Data supplied section start
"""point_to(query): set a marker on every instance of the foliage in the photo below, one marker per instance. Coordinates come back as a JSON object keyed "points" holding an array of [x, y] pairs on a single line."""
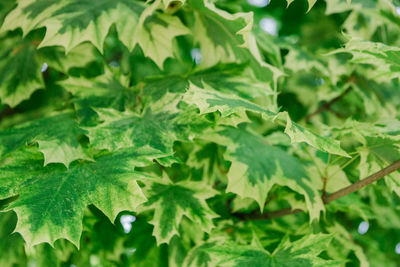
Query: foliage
{"points": [[181, 132]]}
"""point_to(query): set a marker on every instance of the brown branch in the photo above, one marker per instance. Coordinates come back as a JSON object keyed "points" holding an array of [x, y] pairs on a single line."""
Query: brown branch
{"points": [[327, 198], [362, 183], [327, 105]]}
Data supplied section end
Restate the material above word for word, so that nothing changes except that the pictures are gone.

"""point_to(query): set a marker on every instance of the foliage in the photo below, one marker per instance. Coordinates come back as a JSON object keyed "points" holding an array of [x, y] pairs on a single line."""
Query: foliage
{"points": [[181, 132]]}
"""point_to(query): set a marker on every instance of the brown branch in the photo above, one marker per instance. Coordinates come back as a JSON object keyed "points" holding an array of [x, y] pairs on a single line."""
Query: brown branch
{"points": [[327, 198], [362, 183], [327, 105]]}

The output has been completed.